Reproduce the passage of the article on Patrick Dempsey's awards speech that opens with the words containing "Actor Patrick Dempsey" and closes with "on Wednesday night.", changing "holistic care" to "comprehensive care".

■ SELECTED EXTRACT:
━━━━━━━━━━

In The Know

Patrick Dempsey calls on NIH to improve ‘wraparound care’ at awards dinner

Actor Patrick Dempsey called on the National Institutes of Health (NIH) to offer better holistic care for cancer patients while receiving one of the 2024 George H.W. Bush Points of Light Awards on Wednesday night.  

Dempsey was recognized for his work as founder of the Dempsey Center, which provides personalized and preventative cancer care in Dempsey’s home state of Maine and beyond. It focuses on what Dempsey called “wraparound care,” a form of health care that includes supportive measures such as mental health counseling, acupuncture, nutrition advice and more.  

“This should just be standard care,” he said during his speech. “The National Institutes of Health, I hope one day that they accept this as a standard part of care for cancer, because it is needed. We need our humanity.” 

Dempsey founded the organization in light of his own family’s struggles with the illness. His mother passed away in 2014 after battling ovarian cancer for 17 years.  

In a Thursday morning appearance on NBC’s “Today,” the “Grey’s Anatomy” actor spoke more about the inspiration and goals behind the organization.  


“We do a lot to treat the disease, but we don’t treat the human being,” he said. “We don’t heal the person.”

A rule issued by the Biden administration last month now requires health insurance providers to provide coverage for mental health care and addiction services — the same as any other condition — in an effort to boost accessibility to services more broadly.

But a recent West Health-Gallup Healthcare survey found that nearly three-fourths of U.S. adults feel the government is not doing enough to ensure access to mental health care. Fifty percent of adults said they only slightly trust or do not trust at all that insurance companies would provide adequate access and coverage for mental health care services, according to the survey. 

“There’s so much we can do. There’s so much healing we can do right now,” Dempsey said in his speech Wednesday. “We’re not waiting for something that’s going to happen 10 years down the road. We can change someone’s life right now, today, in this moment.”

━━━━━━━━━━

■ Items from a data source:
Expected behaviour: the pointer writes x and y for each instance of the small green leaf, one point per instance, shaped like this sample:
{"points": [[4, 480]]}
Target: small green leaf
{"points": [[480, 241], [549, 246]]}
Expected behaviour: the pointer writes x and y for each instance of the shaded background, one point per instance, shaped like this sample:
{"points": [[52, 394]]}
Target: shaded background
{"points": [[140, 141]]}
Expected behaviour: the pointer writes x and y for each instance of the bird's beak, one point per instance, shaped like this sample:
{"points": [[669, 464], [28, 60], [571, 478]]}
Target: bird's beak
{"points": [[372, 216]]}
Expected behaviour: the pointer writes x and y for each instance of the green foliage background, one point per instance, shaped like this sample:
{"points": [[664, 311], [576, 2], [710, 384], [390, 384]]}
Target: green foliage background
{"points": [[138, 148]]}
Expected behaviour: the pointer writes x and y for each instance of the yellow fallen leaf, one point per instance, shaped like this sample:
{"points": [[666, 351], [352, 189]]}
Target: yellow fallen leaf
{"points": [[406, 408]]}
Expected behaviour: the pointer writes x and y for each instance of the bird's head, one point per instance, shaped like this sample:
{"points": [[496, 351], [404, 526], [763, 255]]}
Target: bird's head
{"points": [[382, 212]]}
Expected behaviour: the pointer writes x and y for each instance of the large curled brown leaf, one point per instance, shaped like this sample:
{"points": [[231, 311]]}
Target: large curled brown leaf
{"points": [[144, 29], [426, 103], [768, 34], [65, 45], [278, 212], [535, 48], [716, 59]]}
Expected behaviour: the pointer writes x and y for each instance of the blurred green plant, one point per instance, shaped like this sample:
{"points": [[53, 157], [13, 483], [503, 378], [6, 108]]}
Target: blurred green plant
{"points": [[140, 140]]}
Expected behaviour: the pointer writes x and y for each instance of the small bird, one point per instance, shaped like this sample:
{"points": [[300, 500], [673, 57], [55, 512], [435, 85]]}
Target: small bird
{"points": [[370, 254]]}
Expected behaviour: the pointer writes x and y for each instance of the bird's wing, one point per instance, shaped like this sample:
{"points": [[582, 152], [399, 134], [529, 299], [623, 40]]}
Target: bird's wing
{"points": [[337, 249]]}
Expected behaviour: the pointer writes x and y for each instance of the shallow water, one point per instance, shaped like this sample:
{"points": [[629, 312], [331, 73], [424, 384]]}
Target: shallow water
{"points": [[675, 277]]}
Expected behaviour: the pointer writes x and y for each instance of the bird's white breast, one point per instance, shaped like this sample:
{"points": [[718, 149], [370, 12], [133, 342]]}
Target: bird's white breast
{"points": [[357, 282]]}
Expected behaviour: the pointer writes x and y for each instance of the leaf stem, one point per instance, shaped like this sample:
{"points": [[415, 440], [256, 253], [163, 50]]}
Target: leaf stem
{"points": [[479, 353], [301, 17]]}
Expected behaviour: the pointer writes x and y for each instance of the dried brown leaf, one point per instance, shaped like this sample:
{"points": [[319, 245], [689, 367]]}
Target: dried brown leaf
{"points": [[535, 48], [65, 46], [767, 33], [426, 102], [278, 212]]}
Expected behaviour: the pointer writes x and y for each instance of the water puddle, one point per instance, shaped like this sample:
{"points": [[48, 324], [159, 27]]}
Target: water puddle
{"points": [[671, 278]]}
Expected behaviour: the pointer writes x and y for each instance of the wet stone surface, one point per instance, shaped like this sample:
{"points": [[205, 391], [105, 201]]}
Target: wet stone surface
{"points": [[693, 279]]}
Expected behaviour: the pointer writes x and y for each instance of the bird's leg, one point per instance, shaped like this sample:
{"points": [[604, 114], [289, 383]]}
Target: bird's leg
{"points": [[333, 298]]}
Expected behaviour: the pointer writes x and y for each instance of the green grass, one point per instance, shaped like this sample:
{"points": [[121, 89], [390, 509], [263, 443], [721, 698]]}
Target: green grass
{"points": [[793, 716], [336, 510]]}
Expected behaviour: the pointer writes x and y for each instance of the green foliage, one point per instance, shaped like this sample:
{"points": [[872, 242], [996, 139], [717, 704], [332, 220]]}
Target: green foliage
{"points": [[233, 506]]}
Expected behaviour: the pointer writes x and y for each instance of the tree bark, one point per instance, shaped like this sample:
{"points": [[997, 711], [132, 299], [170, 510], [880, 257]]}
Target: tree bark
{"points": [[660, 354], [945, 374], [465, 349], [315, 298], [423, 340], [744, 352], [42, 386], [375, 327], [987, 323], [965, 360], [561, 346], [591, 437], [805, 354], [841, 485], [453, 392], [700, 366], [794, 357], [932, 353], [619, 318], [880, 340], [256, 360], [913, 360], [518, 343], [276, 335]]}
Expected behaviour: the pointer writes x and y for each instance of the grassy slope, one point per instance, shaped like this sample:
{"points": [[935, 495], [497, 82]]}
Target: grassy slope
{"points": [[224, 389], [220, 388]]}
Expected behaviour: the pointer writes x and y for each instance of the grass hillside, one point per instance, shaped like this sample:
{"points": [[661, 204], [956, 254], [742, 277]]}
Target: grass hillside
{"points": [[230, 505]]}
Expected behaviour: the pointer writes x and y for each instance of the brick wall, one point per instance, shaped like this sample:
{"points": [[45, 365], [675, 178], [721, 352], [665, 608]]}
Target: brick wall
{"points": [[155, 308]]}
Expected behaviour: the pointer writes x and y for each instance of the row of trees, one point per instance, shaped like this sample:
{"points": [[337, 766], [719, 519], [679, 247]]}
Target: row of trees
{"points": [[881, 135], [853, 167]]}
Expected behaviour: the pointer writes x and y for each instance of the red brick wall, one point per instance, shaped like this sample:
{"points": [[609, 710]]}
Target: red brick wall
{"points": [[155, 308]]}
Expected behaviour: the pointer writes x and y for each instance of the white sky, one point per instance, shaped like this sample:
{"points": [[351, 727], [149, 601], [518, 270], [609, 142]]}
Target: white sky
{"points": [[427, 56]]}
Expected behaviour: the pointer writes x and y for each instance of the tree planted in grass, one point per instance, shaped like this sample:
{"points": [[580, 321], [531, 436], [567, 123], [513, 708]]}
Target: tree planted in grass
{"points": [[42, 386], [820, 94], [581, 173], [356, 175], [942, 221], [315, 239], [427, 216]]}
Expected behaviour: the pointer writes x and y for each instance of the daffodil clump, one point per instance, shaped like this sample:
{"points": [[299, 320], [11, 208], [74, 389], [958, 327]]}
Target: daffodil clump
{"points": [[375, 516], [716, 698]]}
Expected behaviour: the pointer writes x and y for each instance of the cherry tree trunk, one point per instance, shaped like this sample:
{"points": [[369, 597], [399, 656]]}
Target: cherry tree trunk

━━━━━━━━━━

■ SOLUTION TO THE PROBLEM:
Actor Patrick Dempsey called on the National Institutes of Health (NIH) to offer better comprehensive care for cancer patients while receiving one of the 2024 George H.W. Bush Points of Light Awards on Wednesday night.